(FONTE)
+--
Entrevista:O Estado inteligente

domingo, outubro 29, 2006

Simpático, Lula não entende a democracia


Acabei de ver o pronunciamento-entrevista do presidente reeleito, Luiz Inácio Lula da Silva. A Veja On Line e os outros sites noticiosos certamente destacarão os principais itens sobre os quais ele falou. Para bom observador, o clima era menos triunfalista do que poderia ter sido. Lula já não fica mais com a voz embargada. O PT promove uma festança em São Paulo. Ele deve ter reservado as lágrimas para o seu chamado público-alvo. O Apedeuta é mesmo um caso sério. COM ABSOLUTA CERTEZA, A MAIORIA DA IMPRENSA NÃO DARÁ DESTAQUE às evidências de que ele não compreende direito o regime democrático — ele e seu partido.

Sim, sua fala teve de tudo: estendeu a mão para as oposições; disse que o processo eleitoral acabou e que é preciso pensar no Brasil; vai conversar com todos os partidos, vai ouvir a sociedade; prometeu crescimento de 5% no ano que vem; afirmou que a população pobre é que será privilegiada etc, etc, etc. Descontraído, brincou com a imprensa. Disse que vai dar mais coletivas neste mandato. Transformou, aliás, o que seria um pronunciamento numa pequena entrevista. Simpático a mais não poder. E por que afirmo que ele não compreende a democracia?

Em dois momentos, Lula se traiu. Indagado sobre como será a sua relação com o Parlamento, disse, primeiro, uma frase daquelas lapidares: “O Congresso é uma cabeça pensante com muitas cabeças pensantes ao mesmo tempo”. O que isso significa? Sei lá eu. Talvez seja a peruca da Medusa... Ao falar de com quem manterá a interlocução, pôs em pé de igualdade o Congresso, os partidos e os “movimentos sociais”. Todos, segundo ele, vão interferir. Eleito com mais de 60% dos votos válidos, Lula vai tentar ir para a galera. Querem apostar quanto?

De volta
Quando Lula foi eleito, em 2002, anunciou-se com pompa a criação do tal Conselho do Desenvolvimento Econômico e Social, o tal Conselhão. Era formado por pessoas indicadas pelo presidente. Em 2003, o então presidente da Câmara, o mensaleiro João Paulo Cunha (PT-SP), chegou a propor que sessões daquele órgão valessem por sessões do Congresso, para apressar as reformas.

Desta feita, Lula não veio de “Conselhão”, mas anunciou: “Medida tomada na minha mesa terá de ser implementadas em 30 dias. Os problemas que sejam resolvidos antes”. Ou ele está contando uma mentira antecipada ou pretende se tornar, mesmo, um ditador. Não são os rituais jurídicos que entravam a máquina pública, não. A ineficiência é política.

Pegue-se o caso das licenças ambientais para construir hidrelétricas. Não se tem a decisão, positiva ou negativa, porque há um conflito entre correntes petistas no governo. O que Lula anunciou é impossível. Em muitos casos, é só a partir da decisão presidencial que se mobiliza a máquina. Fazê-lo antes pode implicar deseconomia, gastos desnecessários. Mas ele disse com todas as letras: quer fazer com que as coisas “não tenham o tempo normal que têm no Brasil”. Então será o tempo anormal.
+--
(REGISTROS DE DADOS)
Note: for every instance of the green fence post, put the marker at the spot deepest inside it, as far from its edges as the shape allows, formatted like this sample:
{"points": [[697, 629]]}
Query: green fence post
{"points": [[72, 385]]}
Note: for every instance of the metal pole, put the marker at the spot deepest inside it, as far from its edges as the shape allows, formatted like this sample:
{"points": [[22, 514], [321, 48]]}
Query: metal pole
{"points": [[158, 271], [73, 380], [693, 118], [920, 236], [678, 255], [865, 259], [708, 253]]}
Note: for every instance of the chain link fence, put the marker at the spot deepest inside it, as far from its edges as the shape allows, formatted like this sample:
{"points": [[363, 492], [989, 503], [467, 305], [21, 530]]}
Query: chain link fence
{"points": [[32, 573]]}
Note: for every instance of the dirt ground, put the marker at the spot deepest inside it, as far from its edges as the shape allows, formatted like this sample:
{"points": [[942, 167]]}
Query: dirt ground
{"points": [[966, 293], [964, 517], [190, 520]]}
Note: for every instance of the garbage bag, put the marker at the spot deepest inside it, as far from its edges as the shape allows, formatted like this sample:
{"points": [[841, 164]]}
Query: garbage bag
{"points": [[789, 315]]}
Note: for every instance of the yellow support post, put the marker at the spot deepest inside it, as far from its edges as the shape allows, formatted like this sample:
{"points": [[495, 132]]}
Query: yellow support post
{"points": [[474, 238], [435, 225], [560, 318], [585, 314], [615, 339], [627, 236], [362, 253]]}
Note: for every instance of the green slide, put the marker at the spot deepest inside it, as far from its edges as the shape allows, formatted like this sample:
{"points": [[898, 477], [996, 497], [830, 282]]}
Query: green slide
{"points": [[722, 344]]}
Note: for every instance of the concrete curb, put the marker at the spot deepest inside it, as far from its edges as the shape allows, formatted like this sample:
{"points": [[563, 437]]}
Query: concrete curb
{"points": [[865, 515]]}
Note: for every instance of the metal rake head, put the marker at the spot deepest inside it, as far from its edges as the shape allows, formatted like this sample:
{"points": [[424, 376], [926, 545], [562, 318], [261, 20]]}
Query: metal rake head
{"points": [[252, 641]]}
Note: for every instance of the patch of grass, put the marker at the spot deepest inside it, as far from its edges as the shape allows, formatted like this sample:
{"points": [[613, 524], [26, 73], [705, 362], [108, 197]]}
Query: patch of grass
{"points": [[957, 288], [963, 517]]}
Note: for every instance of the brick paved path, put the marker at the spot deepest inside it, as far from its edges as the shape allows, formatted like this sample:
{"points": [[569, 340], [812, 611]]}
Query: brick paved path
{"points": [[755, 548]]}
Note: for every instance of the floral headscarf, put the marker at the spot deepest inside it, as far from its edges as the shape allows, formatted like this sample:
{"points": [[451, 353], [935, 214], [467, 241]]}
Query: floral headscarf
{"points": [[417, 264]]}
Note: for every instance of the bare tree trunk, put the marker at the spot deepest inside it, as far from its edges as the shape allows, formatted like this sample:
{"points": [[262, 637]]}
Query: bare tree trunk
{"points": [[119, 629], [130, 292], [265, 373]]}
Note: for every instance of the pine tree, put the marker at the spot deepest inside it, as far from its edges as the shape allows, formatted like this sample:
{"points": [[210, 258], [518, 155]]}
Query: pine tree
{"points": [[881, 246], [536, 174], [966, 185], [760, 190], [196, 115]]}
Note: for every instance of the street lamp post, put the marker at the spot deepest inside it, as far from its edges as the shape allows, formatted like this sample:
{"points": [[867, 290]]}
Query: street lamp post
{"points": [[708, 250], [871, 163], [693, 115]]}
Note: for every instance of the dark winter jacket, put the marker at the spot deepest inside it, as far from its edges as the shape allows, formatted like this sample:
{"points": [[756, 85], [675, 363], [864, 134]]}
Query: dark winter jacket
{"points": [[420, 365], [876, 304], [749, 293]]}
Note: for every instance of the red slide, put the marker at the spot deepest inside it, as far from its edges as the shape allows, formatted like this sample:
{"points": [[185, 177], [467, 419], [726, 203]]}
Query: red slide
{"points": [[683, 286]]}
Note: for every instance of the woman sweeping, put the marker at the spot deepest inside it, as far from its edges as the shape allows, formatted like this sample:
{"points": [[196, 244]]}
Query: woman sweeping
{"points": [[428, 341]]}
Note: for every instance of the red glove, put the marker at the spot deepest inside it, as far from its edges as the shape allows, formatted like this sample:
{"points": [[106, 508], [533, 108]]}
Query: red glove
+--
(OBJETIVOS)
A: Resuma em duas frases o texto sobre o pronunciamento de Lula.
B: Selecione, nos registros, cada linha que contenha a palavra "dirt", respeitando a diferença entre maiúsculas e minúsculas.
O texto e os registros não têm nenhuma relação entre si.

(RESULTADOS POR TAREFA)
A: O texto comenta o pronunciamento-entrevista do presidente reeleito Luiz Inácio Lula da Silva, no qual ele estendeu a mão às oposições, prometeu crescimento de 5% no ano seguinte e se mostrou descontraído com a imprensa. Segundo o texto, Lula revelou não compreender o regime democrático ao pôr em pé de igualdade o Congresso, os partidos e os "movimentos sociais" e ao anunciar que medidas tomadas em sua mesa terão de ser implementadas em 30 dias, algo que o texto considera impossível.

B:
Note: for every instance of the dirt ground, put the marker at the spot deepest inside it, as far from its edges as the shape allows, formatted like this sample:
Query: dirt ground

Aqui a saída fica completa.